* _GIVEN PASSAGE_
Off gas from the roaster is first cooled from 1,000° F. to roughly 710° F. in a waste heat boiler. It is then cleaned from 440 grains per standard cubic foot (gr/scj) to 0.0054 gr/scf in a field Electrostatic Precipitator (ESP) and evenly split into either the main roaster fluidization stream or the gas cleaning feed stream. The recycled gas to the roaster contains 30 to 40 percent oxygen by volume and from this point the oxygen concentration is controlled. Certain benefits may be obtained by operating the roaster with an oxygen-enriched gaseous atmosphere as described in U.S. Pat. No. 5,123,956 to Fernandez ct al., which is incorporated by reference herein.
The Gas Cleaning Operations: The primary functions of the gas cleaning plant are to cool the incoming gas stream, adjust water vapor levels for the acid plant, remove acid mist by wet-gas Electro-Static Precipitation (ESP), remove fluorine, remove mercury vapor, and recovery the mercury through electrowinning.
Both parallel roaster trains combine before entering the single gas cleaning plant. Hot gas (710° F.) first enters an adiabatic cooler and flows counter current to scrubbing solutions. Evaporation cools the gas to an exit temperature of 150° F. The gas water saturation levels at this temperature are above levels that can be tolerated in the acid plant. Therefore, the gas is cooled to a temperature less than 90° F. in two parallel, two stage lead lined tube-and-shell heat exchangers.
After the gas exits the gas coolers, it enters the first of two identical wet ESPs to remove small amounts of particulate and more importantly, acid mists. The wet ESPs were fabricated from plastics and depend on a water film to provide the collecting electrodes surface.
Fluoride is removed to prevent deterioration of the acid plants catalyst silica substrate. Gas enters the tower at the bottom and is sent through a packed bed of sacrificial silica saddles. Approximately 80 percent of the fluorine is removed by the chemical reaction with this silica packing. After the fluorine tower the gas then passes through the second ESP identical to the one previously mentioned.
The final step of gas cleaning is the removal of mercury from the gas stream. Mercury is volatilized in the roasting process and reacts with other compounds or condenses during the gas cleaning's cooling and cleaning processes. The mercury tower uses a scrubbing solution of mercuric chloride to complex the gaseous mercury into mercurous chloride (calomel). Calomel is then chlorinated back to mercuric chloride and either returned to the mercury tower or the mercury is recovered by electrowinning.

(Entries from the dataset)
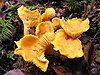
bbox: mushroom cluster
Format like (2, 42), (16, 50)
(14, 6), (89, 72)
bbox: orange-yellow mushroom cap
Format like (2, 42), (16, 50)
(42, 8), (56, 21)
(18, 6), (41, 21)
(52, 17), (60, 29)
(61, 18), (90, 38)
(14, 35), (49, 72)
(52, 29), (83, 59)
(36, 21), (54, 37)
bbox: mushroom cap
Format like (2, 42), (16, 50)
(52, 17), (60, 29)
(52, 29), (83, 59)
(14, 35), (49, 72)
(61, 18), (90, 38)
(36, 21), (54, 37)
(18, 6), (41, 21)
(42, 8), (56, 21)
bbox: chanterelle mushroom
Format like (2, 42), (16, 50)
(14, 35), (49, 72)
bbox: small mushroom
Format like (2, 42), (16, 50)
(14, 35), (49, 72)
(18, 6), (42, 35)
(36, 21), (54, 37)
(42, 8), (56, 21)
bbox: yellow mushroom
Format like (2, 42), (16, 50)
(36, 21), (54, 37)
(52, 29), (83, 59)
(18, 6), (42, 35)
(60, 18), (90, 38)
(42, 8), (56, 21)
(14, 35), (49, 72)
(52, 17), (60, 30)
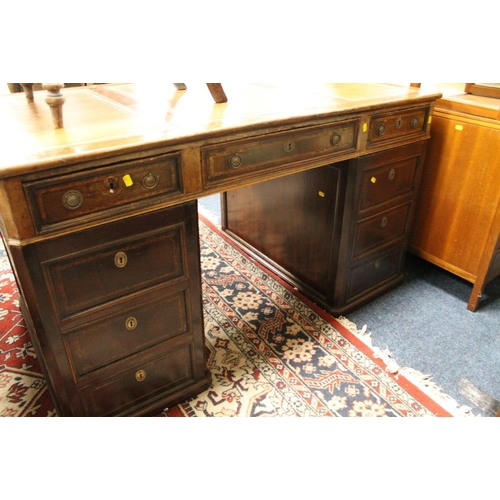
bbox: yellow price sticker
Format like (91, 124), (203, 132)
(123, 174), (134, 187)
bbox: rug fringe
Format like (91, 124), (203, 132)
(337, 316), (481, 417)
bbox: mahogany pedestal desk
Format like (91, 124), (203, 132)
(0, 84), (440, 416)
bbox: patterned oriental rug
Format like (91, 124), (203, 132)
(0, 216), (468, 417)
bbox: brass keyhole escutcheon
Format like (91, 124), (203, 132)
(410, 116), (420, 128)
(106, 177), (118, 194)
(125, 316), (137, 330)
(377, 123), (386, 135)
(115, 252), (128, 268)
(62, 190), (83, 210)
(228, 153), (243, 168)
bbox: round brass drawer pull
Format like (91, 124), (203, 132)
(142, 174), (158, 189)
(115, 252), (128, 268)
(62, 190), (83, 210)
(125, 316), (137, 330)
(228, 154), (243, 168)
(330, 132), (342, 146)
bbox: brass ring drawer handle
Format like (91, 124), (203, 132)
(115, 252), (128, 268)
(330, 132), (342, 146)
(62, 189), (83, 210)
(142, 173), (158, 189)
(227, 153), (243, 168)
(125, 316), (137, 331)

--

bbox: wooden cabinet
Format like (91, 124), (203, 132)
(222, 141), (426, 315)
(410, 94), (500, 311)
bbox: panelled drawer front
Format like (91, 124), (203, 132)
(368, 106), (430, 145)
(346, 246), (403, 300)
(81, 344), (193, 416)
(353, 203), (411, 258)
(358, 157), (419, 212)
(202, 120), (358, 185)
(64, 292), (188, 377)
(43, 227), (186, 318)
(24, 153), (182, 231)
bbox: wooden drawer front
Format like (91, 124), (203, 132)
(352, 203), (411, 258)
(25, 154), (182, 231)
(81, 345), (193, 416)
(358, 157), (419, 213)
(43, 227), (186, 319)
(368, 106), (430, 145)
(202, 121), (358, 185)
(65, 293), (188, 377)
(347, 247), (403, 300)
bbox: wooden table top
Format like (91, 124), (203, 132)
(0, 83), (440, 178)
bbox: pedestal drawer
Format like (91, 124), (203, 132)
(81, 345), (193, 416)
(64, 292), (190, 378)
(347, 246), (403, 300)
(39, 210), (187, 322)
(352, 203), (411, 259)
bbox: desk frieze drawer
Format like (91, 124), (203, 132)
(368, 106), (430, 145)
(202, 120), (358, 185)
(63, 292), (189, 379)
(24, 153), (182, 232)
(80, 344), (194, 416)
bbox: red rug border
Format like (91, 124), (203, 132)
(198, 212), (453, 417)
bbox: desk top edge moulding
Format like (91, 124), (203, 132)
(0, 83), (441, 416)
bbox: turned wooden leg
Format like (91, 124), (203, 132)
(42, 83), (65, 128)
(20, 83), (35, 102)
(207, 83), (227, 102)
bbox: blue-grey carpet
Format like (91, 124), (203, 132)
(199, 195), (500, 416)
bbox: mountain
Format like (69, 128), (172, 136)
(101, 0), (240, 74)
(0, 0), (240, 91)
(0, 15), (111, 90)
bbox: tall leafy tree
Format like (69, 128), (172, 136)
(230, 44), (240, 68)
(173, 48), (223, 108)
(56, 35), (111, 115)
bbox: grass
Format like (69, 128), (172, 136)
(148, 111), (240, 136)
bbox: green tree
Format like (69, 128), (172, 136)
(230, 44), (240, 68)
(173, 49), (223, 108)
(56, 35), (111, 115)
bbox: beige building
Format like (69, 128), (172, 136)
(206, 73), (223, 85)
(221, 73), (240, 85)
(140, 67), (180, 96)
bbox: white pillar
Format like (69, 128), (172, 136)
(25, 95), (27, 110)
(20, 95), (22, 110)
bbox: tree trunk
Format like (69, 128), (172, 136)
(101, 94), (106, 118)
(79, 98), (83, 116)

* * *

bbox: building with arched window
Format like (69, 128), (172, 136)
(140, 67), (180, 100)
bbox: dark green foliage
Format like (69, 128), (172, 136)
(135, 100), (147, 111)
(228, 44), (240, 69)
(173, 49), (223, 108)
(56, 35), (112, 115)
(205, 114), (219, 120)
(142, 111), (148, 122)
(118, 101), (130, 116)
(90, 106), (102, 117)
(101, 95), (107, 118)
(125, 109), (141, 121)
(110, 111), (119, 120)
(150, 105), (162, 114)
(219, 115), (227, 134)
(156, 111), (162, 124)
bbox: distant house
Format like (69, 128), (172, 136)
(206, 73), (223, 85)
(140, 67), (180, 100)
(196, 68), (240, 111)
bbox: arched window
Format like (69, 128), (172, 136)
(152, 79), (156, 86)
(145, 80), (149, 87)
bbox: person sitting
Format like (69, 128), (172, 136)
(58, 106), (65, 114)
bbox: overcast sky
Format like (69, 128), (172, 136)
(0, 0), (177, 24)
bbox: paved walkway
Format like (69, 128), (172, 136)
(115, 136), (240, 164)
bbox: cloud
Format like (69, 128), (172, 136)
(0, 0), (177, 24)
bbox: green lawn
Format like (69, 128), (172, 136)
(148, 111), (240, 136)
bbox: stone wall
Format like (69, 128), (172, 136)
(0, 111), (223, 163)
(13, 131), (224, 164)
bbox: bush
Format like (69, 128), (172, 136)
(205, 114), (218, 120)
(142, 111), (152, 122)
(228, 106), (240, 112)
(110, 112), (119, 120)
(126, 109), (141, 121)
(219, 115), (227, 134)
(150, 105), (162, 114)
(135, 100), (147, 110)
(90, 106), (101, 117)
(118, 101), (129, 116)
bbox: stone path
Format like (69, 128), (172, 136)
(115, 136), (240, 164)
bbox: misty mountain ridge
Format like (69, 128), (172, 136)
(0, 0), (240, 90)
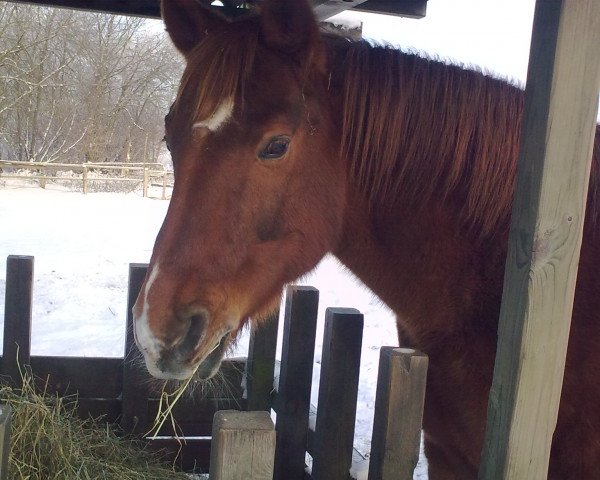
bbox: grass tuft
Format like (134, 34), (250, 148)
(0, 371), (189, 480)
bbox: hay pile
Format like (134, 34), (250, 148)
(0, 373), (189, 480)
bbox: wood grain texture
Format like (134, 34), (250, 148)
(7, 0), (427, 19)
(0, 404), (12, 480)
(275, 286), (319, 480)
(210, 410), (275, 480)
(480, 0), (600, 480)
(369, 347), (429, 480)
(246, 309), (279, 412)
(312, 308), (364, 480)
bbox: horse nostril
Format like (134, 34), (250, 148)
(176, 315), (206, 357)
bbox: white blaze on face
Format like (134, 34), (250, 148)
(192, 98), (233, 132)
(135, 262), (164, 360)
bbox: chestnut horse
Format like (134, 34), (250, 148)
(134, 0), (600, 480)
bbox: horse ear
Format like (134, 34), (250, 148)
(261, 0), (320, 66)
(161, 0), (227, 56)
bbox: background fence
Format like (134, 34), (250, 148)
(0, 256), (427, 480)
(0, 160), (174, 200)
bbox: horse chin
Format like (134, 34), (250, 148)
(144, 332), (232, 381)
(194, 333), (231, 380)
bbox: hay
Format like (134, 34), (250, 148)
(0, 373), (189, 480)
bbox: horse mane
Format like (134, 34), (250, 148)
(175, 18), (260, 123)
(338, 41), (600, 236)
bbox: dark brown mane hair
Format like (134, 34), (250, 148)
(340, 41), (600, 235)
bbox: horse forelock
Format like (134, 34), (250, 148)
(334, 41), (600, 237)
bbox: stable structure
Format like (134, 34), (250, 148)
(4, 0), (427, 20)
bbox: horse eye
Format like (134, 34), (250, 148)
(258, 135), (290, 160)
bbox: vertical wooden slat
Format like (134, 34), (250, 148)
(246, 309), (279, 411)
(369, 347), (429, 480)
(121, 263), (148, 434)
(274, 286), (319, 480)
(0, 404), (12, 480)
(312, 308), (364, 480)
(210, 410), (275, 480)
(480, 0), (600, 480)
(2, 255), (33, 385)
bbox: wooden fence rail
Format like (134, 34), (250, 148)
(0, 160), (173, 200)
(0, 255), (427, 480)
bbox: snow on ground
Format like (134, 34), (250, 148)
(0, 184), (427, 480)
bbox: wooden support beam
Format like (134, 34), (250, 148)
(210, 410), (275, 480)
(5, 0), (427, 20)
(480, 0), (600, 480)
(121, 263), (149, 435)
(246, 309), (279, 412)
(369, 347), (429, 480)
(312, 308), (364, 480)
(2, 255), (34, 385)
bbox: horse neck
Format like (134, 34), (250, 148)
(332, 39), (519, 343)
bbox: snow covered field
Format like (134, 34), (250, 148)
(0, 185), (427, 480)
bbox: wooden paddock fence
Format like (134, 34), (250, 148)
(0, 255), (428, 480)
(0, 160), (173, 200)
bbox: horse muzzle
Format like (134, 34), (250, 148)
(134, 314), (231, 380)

* _COMPLETE THE FOLLOWING_
1 > According to the gas cleaning passage, what scrubbing solution does the mercury tower use?
2 > For each statement, say whether the gas cleaning passage supports it, and quote the deciding words: (a) Gas leaves the adiabatic cooler at 150° F. (b) The wet ESPs were built from stainless steel. (c) The silica packing removes all of the fluorine.
The rows above are separate from the gas cleaning passage.

* _OUTPUTS IN ORDER_
1 > A scrubbing solution of mercuric chloride.

2 >
(a) Yes: "Evaporation cools the gas to an exit temperature of 150° F."
(b) No: "The wet ESPs were fabricated from plastics"
(c) No: "Approximately 80 percent of the fluorine is removed by the chemical reaction with this silica packing."